Your instructions: Determine how many lines in the material below contain the word "statue", and give that number without comment.

Dataset records:
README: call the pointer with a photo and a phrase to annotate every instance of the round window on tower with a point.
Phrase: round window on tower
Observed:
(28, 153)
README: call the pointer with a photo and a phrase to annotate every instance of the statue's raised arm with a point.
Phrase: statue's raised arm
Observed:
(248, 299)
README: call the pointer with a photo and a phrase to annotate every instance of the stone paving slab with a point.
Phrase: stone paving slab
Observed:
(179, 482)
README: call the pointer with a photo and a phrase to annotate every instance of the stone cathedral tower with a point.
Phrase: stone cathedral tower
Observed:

...

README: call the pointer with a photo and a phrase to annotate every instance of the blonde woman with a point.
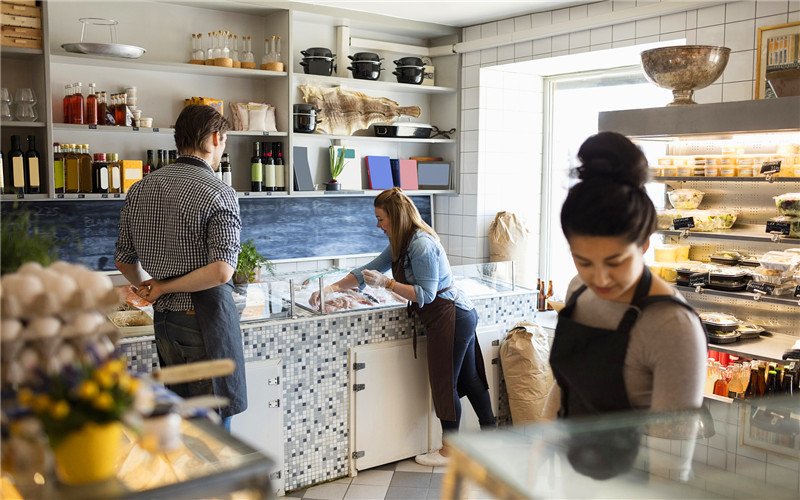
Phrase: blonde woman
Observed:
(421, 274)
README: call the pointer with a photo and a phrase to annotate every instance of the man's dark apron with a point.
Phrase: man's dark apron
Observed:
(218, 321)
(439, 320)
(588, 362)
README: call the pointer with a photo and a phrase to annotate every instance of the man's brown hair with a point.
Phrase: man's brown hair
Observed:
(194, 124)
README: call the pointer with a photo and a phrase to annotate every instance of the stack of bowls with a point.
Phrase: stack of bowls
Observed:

* * *

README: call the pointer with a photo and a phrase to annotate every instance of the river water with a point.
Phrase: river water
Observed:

Task response: 2